• TAREFA PROPOSTA A
Determine quantas linhas das entradas contêm a palavra "piece", diferenciando maiúsculas de minúsculas. Responda somente com o número.

━━ TRECHO FORNECIDO ━━

Tamanha ilusão temos sobre nossa relação pessoal com o tempo e a perspectiva da felicidade que buscamos, atualmente, tentar (somente tentar) adiar de qualquer forma o futuro. Não seria pelos mistérios que o cercam e, sim, pelas certezas que ele agrega: a velhice, a morte dos entes queridos e a gradativa perda da capacidade de adaptação a um mundo que insiste em mudar.
Atualmente, parece que não estamos totalmente em paz com o "nosso" tempo. Mas será que sempre foi assim?
HISTÓRIA VIVA
O tempo, até a consagração do capitalismo no século XIX, era geminado às divindades. Essa relação entre as eras e os deuses, embora carnal, jamais significou um entendimento comum entre o tempo e a história. Os gregos antigos, tão generosos nas concepções divinas, sempre expuseram a configuração de deuses diferentes para cada assunto: Cronos e Clio que, cá entre nós, até formariam um belo casal, estariam fadados a um conturbado divórcio titânico. Enquanto Cronos era frio, metódico e implacavelmente cruel, Clio era doce, caprichosa e imprevisível. Ah! Que bela metáfora!
Nas sociedades ditas primitivas, mais comumente ligadas à pré-história, o tempo não correspondia a essa relação de instantes sobrepostos, de começo, meio e fim. A visão que aqueles homens tinham de sua existência estava ligada a ciclos naturais e, portanto, a vida não era linear. Calendários - ainda não existentes - eram perfeitamente substituídos pela interação dos homens com as estações do ano e estas, nas culturas ágrafas, não possuíam uma relação de nascer e morrer e, sim, de revezamento. Portanto, o tempo era circular e imutavelmente congelado. Interessante deveria ser reviver a perspectiva de se relacionar com um tempo que não passa e, sim, assiste a tudo passar por ele.
O TEMPO ESCATOLÓGICO
Além das cidades, da escrita e do Estado, certamente outro marco fundador do advento da civilização seria a noção de um tempo linear, embora bastante diferente do nosso.
O tempo escatológico. Em evidente coerência com sistemas teocráticos, o tempo, desde as primeiras civilizações da história até o período medieval, era o habitat natural dos deuses. Afinal de contas, a única coisa que os cristãos fizeram, com rara eficiência similar na história, foi subtrair todas as divindades ocidentais para que se estabelecesse apenas uma: a Santíssima Trindade. A partir da grande crise do século III do Império Romano, o tempo dos Homens passou a ser entendido do Gênesis ao Apocalipse. Não é à toa que o calendário medieval era todo dividido em dias santos e, vez ou outra, surgia um monge que atestava determinar qual seria realmente o sinal do Juízo Final. Assim, o Final dos Tempos fora declarado em eventos pontuais desde então: as invasões bárbaras, o Ano Mil, as Cruzadas e a Peste Negra.

━━━
━━ ENTRADAS A PROCESSAR ━━

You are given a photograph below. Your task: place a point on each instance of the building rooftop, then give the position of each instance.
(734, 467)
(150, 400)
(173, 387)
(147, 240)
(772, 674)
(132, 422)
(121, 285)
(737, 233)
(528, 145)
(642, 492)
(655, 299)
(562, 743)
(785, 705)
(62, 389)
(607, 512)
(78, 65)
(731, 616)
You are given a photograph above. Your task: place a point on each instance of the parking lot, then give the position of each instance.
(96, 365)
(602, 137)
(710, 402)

━━━
━━ ENTRADAS A PROCESSAR ━━

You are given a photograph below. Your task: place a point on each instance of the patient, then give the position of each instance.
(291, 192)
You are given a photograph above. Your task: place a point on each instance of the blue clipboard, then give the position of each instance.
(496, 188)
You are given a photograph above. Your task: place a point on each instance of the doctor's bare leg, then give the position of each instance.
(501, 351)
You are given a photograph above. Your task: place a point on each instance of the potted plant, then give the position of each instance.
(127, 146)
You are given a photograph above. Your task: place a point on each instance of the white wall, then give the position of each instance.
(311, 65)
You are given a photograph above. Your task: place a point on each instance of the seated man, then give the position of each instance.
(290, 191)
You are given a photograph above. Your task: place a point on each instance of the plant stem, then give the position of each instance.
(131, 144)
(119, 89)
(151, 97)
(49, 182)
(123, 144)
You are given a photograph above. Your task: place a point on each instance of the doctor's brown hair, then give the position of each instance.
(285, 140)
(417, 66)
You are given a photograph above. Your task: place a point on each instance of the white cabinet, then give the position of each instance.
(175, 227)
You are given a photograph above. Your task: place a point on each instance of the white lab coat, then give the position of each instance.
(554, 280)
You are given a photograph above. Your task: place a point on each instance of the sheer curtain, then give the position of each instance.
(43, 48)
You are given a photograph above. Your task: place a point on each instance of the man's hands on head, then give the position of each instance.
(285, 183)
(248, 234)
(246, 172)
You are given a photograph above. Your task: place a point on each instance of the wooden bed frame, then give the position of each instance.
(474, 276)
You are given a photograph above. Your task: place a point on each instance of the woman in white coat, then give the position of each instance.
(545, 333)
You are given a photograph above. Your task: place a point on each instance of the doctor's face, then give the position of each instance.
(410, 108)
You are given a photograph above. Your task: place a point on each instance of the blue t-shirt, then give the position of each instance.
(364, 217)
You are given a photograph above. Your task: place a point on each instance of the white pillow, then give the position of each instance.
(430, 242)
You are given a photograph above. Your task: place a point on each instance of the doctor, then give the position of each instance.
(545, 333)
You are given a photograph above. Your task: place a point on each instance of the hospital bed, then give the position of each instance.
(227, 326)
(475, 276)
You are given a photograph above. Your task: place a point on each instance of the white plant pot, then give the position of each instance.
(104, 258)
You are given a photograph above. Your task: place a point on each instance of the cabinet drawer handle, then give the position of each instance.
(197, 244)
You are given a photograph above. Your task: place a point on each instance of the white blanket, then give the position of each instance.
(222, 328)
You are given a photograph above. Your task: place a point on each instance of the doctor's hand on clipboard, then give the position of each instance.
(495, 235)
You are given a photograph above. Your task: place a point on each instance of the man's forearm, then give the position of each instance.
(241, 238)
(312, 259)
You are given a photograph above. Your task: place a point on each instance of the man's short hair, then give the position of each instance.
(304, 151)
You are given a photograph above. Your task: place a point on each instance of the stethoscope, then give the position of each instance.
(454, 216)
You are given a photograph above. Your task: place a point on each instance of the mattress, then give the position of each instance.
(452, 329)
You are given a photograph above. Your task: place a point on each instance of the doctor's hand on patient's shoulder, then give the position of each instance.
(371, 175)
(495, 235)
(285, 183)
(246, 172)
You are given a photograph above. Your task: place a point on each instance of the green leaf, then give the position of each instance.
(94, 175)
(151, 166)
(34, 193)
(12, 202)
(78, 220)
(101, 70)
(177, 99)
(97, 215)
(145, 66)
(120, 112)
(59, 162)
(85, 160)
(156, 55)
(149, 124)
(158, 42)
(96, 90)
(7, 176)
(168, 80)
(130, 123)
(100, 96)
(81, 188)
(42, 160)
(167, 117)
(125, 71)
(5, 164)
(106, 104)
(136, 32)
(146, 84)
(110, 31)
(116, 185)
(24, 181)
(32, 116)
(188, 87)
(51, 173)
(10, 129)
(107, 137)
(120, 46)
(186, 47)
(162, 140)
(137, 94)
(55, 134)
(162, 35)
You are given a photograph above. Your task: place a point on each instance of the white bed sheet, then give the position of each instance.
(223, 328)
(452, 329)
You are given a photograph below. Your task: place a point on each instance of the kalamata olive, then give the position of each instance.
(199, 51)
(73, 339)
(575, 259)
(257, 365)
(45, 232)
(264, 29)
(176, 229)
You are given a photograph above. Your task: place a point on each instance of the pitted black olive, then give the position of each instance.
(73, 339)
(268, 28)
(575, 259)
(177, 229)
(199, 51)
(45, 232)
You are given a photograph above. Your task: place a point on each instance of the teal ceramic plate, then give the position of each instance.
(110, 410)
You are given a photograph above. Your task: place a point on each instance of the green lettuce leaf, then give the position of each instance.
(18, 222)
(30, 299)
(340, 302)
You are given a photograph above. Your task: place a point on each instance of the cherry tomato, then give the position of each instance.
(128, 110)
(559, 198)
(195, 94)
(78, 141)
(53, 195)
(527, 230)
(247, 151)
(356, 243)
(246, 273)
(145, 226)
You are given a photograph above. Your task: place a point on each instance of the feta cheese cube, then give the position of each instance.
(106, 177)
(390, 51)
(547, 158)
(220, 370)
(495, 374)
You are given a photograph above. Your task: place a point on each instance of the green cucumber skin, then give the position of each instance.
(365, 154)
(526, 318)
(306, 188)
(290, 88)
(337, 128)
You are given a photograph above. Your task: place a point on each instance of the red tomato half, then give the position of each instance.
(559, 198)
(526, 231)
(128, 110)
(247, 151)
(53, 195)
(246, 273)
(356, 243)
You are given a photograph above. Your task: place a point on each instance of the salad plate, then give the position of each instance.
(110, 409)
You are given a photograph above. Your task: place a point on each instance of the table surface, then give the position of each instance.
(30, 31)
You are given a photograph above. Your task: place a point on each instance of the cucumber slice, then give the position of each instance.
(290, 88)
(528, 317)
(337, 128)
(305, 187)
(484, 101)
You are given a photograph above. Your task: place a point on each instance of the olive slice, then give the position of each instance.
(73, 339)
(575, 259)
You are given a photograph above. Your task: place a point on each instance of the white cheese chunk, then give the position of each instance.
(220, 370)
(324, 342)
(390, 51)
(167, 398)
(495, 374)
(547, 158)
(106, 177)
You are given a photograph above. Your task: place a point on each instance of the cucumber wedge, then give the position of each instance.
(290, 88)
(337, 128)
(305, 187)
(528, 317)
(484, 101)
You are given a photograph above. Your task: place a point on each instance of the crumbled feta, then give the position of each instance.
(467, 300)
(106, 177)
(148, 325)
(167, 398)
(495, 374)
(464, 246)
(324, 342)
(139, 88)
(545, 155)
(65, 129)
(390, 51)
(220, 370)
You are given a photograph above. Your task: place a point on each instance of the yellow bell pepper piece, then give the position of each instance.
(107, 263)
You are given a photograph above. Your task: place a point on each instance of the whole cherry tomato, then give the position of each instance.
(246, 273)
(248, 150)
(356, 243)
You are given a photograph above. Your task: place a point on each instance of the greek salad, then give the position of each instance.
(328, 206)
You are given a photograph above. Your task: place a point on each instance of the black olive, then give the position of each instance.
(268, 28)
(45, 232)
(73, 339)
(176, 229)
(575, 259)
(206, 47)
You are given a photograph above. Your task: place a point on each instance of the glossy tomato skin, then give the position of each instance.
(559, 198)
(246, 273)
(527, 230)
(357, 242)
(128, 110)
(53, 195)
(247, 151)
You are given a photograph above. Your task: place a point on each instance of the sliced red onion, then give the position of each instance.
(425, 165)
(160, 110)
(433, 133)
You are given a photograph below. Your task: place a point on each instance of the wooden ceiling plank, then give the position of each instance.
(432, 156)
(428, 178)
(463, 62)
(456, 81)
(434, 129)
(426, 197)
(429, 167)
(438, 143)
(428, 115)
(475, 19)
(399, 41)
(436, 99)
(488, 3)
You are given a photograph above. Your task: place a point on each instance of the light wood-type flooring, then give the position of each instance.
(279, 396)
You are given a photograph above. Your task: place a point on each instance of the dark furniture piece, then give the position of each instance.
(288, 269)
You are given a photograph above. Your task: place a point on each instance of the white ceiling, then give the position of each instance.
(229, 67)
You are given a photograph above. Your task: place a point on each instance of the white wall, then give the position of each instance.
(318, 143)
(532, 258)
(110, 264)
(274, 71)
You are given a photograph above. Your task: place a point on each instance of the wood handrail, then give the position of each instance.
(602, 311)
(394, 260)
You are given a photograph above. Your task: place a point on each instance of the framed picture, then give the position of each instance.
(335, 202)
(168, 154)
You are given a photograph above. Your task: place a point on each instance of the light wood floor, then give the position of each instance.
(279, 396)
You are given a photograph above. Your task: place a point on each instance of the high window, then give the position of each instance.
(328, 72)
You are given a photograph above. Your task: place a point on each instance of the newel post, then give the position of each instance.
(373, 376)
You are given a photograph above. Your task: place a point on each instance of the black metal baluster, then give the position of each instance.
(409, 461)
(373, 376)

━━━

• TAREFA PROPOSTA B
Diga se cada afirmação abaixo concorda com o trecho sobre o tempo e a história. Responda sim ou não e cite literalmente as palavras do trecho que decidem a questão.
(i) Cronos é descrito como doce e imprevisível.
(ii) Nas sociedades ditas primitivas, o tempo era visto como circular.
(iii) Essas sociedades já usavam calendários para marcar as estações.

• RESPOSTA DO EXERCÍCIO A
2

• RESPOSTA DO EXERCÍCIO B
(i) Não: "Enquanto Cronos era frio, metódico e implacavelmente cruel, Clio era doce, caprichosa e imprevisível."
(ii) Sim: "Portanto, o tempo era circular e imutavelmente congelado."
(iii) Não: "Calendários - ainda não existentes - eram perfeitamente substituídos pela interação dos homens com as estações do ano"